**Work required:**
Repeat the part of the rows that opens with the line containing "the red and" and closes at the end of the rows, both ends included and requests kept. Scale every coordinate in the answers by 1.75 and round each result to a whole number, with halves rounded up.

**Materials provided:**
-=-=-
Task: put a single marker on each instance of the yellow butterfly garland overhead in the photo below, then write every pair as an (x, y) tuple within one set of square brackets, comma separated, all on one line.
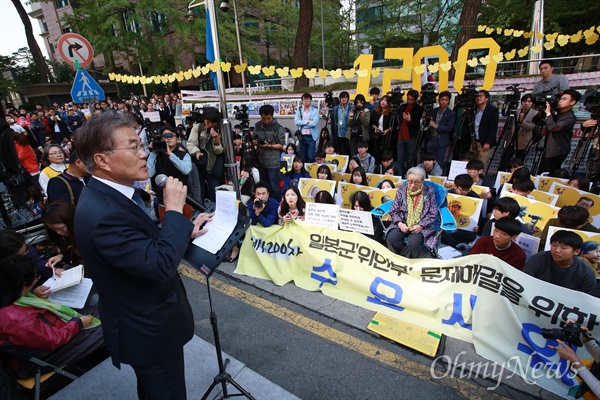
[(590, 36)]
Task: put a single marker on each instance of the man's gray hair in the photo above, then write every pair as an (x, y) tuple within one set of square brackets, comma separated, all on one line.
[(417, 171), (96, 135)]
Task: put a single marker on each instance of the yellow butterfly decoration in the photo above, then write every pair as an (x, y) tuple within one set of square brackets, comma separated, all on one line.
[(310, 73), (498, 57), (240, 68), (485, 60), (336, 73), (433, 68), (270, 71), (419, 69), (523, 52), (510, 55), (446, 66), (562, 40), (283, 72), (459, 64), (549, 45), (254, 69), (590, 40), (214, 67), (225, 67), (296, 72)]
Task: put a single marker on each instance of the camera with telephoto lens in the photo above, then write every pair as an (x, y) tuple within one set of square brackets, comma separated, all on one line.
[(156, 139), (428, 96), (467, 96), (570, 333), (396, 98), (540, 99), (259, 203), (329, 100), (512, 99)]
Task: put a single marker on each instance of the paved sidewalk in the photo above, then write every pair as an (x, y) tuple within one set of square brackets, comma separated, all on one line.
[(108, 383)]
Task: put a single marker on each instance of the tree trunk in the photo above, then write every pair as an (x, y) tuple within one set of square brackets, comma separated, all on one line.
[(302, 41), (38, 57), (467, 27)]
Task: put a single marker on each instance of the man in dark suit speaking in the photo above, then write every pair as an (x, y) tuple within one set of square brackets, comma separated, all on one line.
[(146, 317)]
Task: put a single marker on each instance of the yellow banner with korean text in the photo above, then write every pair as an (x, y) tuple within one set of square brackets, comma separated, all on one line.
[(478, 299)]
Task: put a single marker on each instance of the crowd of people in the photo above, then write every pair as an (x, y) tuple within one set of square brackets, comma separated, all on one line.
[(57, 165)]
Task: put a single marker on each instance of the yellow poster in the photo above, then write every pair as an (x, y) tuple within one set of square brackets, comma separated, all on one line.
[(465, 210), (534, 213), (568, 196)]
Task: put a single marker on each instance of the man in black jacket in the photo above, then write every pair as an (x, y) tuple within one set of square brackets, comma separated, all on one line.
[(559, 129), (485, 127)]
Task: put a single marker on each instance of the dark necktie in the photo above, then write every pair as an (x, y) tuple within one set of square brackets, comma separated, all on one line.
[(138, 200)]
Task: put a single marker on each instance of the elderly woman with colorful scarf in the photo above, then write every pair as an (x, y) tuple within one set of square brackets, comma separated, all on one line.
[(413, 217), (41, 328)]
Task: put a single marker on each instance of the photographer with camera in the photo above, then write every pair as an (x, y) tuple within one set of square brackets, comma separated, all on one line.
[(559, 130), (340, 120), (358, 124), (441, 127), (206, 148), (172, 161), (550, 82), (271, 139), (409, 130), (561, 265), (307, 121), (590, 380)]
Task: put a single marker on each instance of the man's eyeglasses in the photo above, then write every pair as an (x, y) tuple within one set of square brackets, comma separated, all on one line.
[(137, 149)]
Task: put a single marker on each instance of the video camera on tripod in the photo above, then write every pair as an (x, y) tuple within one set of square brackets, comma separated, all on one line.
[(467, 96), (396, 98), (512, 99)]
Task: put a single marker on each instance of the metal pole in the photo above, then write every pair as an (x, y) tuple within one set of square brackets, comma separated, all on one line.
[(237, 32), (226, 130)]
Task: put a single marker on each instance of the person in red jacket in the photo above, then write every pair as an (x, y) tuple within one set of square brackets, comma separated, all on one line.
[(501, 244), (41, 328)]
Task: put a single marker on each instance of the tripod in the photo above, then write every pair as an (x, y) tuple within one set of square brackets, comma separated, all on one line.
[(507, 150), (223, 377), (467, 119), (207, 263), (582, 149)]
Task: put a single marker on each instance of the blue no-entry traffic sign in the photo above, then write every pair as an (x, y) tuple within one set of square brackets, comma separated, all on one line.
[(85, 88)]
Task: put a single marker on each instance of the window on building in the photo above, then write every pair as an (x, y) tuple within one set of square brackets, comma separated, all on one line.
[(61, 3)]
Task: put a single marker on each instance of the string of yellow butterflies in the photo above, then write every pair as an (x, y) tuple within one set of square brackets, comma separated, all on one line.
[(590, 35)]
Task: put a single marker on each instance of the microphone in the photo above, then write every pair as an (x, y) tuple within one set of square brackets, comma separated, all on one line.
[(161, 181)]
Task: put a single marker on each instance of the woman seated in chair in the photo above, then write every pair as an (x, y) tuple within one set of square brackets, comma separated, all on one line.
[(413, 216), (41, 328)]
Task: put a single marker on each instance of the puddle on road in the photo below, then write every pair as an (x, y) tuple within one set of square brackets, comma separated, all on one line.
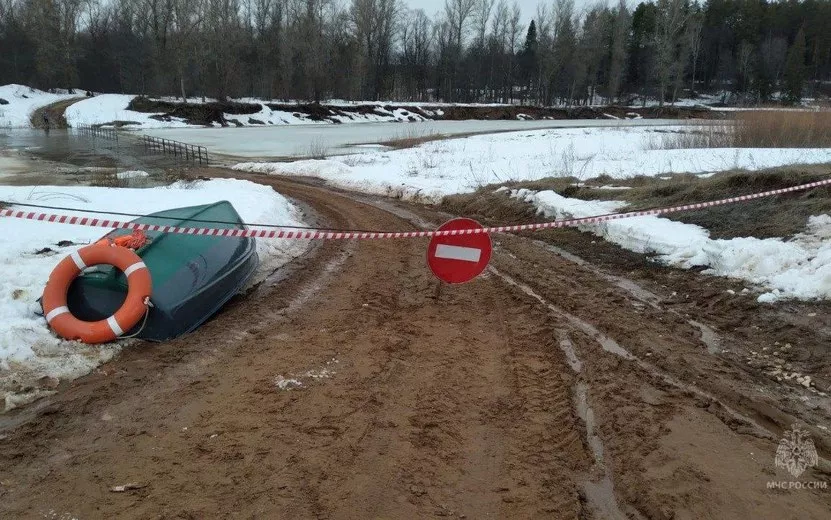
[(600, 492), (709, 337)]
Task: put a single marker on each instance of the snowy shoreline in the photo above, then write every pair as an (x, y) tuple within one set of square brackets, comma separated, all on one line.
[(29, 351)]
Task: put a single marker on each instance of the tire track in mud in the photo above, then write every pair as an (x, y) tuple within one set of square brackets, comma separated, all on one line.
[(409, 405)]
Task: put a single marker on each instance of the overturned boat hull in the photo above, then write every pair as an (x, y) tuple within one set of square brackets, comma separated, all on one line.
[(193, 276)]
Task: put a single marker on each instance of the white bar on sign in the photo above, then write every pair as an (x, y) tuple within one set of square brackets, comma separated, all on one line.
[(468, 254)]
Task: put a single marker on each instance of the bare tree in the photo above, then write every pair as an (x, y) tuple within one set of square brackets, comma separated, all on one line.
[(617, 57)]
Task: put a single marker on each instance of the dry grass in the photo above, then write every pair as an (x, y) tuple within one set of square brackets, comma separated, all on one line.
[(780, 216), (757, 129), (107, 180), (768, 129), (411, 137)]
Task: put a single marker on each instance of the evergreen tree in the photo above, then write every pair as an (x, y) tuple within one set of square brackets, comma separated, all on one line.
[(528, 57), (795, 69)]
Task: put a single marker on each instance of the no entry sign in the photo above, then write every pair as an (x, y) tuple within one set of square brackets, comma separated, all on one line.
[(459, 258)]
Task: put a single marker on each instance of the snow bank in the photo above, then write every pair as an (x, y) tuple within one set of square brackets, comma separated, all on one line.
[(439, 168), (132, 174), (22, 101), (798, 268), (28, 350), (104, 109)]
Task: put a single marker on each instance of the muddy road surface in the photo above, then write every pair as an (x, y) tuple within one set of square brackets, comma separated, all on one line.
[(549, 387)]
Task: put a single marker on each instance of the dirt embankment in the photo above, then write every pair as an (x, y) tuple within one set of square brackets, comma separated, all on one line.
[(214, 112)]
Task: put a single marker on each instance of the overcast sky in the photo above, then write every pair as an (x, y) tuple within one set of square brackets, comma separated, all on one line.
[(528, 7)]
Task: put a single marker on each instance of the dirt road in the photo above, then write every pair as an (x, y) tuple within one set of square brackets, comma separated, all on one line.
[(548, 388)]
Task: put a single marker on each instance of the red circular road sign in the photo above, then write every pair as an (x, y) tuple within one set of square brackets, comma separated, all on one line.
[(459, 258)]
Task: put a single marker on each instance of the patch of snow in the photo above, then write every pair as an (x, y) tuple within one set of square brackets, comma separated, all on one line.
[(28, 350), (798, 268), (22, 101), (437, 168)]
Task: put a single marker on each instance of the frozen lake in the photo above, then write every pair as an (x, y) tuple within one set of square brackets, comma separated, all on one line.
[(317, 139)]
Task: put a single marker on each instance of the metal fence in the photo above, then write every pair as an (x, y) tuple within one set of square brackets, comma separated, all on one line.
[(187, 152), (97, 131)]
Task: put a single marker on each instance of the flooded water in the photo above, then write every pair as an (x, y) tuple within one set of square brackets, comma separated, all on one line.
[(67, 157), (318, 139)]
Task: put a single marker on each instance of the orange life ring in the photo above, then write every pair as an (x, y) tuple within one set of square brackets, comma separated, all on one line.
[(139, 285)]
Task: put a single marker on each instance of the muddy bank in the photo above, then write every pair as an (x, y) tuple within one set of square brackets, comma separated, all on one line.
[(217, 112)]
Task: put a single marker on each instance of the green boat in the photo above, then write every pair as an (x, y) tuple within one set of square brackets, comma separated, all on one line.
[(193, 276)]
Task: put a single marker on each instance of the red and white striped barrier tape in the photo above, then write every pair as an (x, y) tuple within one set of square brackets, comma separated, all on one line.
[(363, 235)]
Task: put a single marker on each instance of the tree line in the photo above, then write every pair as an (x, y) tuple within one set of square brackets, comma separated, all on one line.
-=-=-
**Correct response:**
Task: put a single marker on each instance of the red and white striped barrier tape in the photo above, then write every pair as an (x, y) tuple within one set of square brackets, comma separated, all on one line.
[(635, 411)]
Task: put a single marker on each instance of the tree line in the photo above, then write every pair as an (x, y) tuple within one set of square brackets, comma separated, all on one line.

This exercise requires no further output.